**What to work on**
Render every line of the rows below as a JSON list of strings, one string per line, without blank lines. Leave out the pictures.

**Provided material**
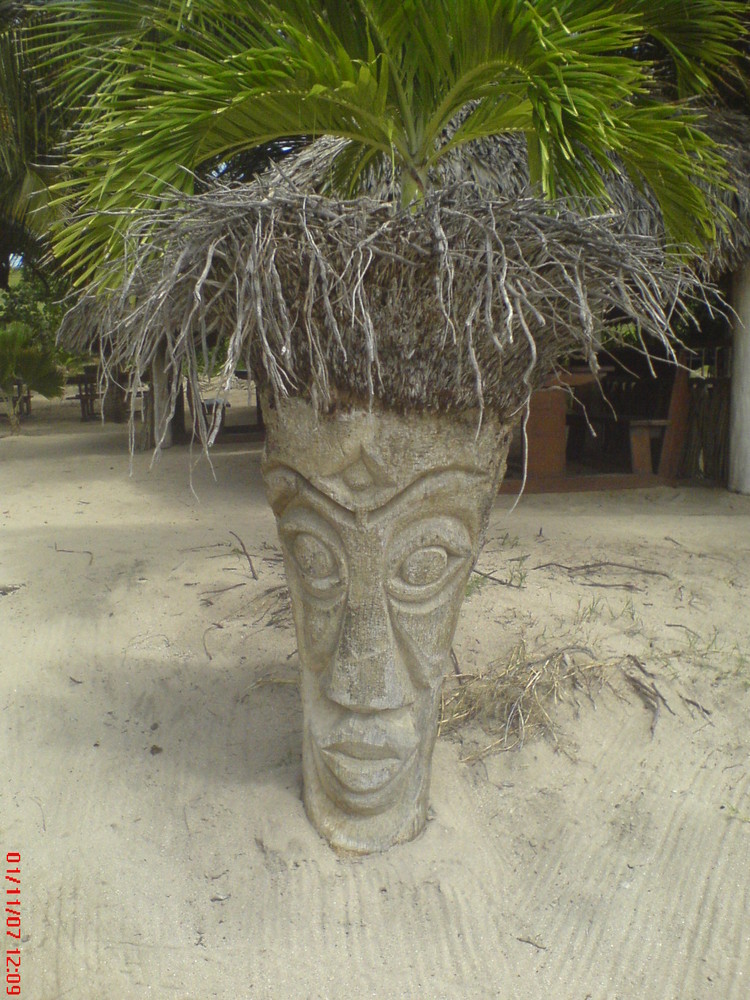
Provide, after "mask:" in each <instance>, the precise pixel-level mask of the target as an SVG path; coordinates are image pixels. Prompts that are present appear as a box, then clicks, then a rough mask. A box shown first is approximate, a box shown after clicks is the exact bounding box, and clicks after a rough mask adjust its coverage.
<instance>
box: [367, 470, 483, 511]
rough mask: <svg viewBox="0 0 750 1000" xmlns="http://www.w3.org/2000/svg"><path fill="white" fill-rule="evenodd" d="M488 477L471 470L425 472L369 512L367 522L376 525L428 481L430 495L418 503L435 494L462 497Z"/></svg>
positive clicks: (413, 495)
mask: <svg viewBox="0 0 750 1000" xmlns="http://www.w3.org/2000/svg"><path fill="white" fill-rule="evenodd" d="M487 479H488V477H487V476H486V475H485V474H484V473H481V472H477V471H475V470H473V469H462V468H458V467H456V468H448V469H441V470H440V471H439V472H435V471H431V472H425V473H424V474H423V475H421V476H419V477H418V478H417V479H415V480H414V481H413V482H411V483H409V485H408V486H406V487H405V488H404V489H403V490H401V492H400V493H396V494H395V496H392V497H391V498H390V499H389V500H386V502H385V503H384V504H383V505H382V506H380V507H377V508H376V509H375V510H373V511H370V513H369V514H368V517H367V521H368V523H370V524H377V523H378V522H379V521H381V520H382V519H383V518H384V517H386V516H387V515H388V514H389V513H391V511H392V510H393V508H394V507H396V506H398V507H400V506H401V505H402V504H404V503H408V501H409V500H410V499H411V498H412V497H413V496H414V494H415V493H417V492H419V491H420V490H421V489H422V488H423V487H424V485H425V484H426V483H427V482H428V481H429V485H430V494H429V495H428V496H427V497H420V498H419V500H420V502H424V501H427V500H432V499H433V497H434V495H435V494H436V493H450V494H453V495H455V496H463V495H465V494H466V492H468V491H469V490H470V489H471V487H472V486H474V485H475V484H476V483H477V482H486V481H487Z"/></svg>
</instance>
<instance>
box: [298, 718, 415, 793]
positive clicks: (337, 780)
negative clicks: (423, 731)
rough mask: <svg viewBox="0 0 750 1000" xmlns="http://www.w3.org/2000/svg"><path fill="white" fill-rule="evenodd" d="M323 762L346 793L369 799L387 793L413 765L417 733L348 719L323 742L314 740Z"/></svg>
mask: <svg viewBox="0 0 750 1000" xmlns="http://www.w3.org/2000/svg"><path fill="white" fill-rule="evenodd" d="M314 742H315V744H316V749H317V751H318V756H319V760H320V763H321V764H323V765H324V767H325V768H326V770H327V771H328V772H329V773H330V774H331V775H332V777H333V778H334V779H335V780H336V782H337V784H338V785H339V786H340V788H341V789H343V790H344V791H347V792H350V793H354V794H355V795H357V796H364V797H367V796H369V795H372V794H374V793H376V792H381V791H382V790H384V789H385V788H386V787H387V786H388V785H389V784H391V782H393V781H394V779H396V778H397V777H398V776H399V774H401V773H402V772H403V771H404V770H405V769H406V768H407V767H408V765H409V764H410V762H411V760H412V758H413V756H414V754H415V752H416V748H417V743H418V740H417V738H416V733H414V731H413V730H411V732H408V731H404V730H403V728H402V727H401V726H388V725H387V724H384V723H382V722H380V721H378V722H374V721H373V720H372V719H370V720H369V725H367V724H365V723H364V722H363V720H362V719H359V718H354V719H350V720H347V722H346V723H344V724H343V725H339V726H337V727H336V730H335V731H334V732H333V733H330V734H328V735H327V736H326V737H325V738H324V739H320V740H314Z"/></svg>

**Answer space**
[
  "Provide, after \"mask:\" in each <instance>, the precise pixel-level mask of the target as an SVG path; coordinates are image pixels. Prompts that are present appear as a box, then clicks, then a rough mask. A box shown first is approximate, a box shown after clicks is the exact bounding box, and clicks after a rough mask adjust its coverage.",
  "<instance>",
  "box: [367, 470, 483, 511]",
  "rough mask: <svg viewBox=\"0 0 750 1000\" xmlns=\"http://www.w3.org/2000/svg\"><path fill=\"white\" fill-rule=\"evenodd\" d=\"M488 477L471 470L425 472L369 512L367 522L376 525L428 481L430 495L418 503L435 494L462 497Z\"/></svg>",
  "positive clicks: (413, 495)",
  "mask: <svg viewBox=\"0 0 750 1000\" xmlns=\"http://www.w3.org/2000/svg\"><path fill=\"white\" fill-rule=\"evenodd\" d=\"M487 479H488V477H487V476H486V475H485V474H484V473H481V472H477V471H475V470H473V469H462V468H458V467H456V468H448V469H441V470H440V471H439V472H435V471H431V472H425V473H424V474H423V475H421V476H419V477H418V478H417V479H415V480H414V481H413V482H411V483H409V485H408V486H406V487H405V488H404V489H403V490H401V492H400V493H396V494H395V496H392V497H391V498H390V499H389V500H386V502H385V503H384V504H383V505H382V506H380V507H377V508H376V509H375V510H373V511H370V513H369V514H368V517H367V521H368V523H370V524H377V523H378V522H379V521H381V520H382V519H383V518H384V517H386V516H387V515H388V514H389V513H391V511H392V510H393V508H394V507H396V506H398V507H400V506H401V505H402V504H404V503H408V501H409V500H410V499H411V498H412V497H413V496H414V494H415V493H417V492H419V491H420V490H421V489H422V488H423V487H424V485H425V484H426V483H427V482H428V481H429V485H430V494H429V495H428V496H427V497H420V498H419V500H420V502H424V501H427V500H432V499H433V497H434V495H435V494H436V493H450V494H453V495H455V496H463V495H465V494H466V492H468V491H469V490H470V489H471V487H472V486H474V485H475V484H476V483H477V482H486V481H487Z\"/></svg>",
  "</instance>",
  "<instance>",
  "box: [298, 718, 415, 793]",
  "positive clicks: (337, 780)",
  "negative clicks: (423, 731)",
  "rough mask: <svg viewBox=\"0 0 750 1000\" xmlns=\"http://www.w3.org/2000/svg\"><path fill=\"white\" fill-rule=\"evenodd\" d=\"M323 762L346 793L369 799L387 793L413 765L417 733L348 719L323 742L314 740Z\"/></svg>",
  "mask: <svg viewBox=\"0 0 750 1000\" xmlns=\"http://www.w3.org/2000/svg\"><path fill=\"white\" fill-rule=\"evenodd\" d=\"M314 742H315V744H316V749H317V751H318V756H319V760H320V763H321V764H323V765H324V767H325V768H326V770H327V771H328V772H329V773H330V774H331V775H332V777H333V778H334V779H335V780H336V782H337V784H338V785H339V786H340V788H341V789H343V790H344V791H347V792H350V793H354V794H355V795H357V796H364V797H367V796H369V795H372V794H374V793H376V792H381V791H382V790H384V789H385V788H386V787H387V786H388V785H389V784H391V782H393V781H394V779H396V778H397V777H398V776H399V774H401V773H402V772H403V771H404V770H405V769H406V768H407V767H408V765H409V764H410V762H411V760H412V758H413V756H414V754H415V752H416V748H417V743H418V740H417V738H416V733H414V731H413V730H411V732H408V731H404V730H403V728H402V727H401V726H388V725H387V724H384V723H382V722H380V721H378V722H374V721H373V720H372V719H370V720H369V725H367V724H365V723H364V722H363V720H362V719H359V718H354V719H350V720H347V722H346V723H344V724H343V725H339V726H337V727H336V730H335V731H334V732H333V733H330V734H328V735H327V736H326V737H325V738H324V739H320V740H314Z\"/></svg>"
]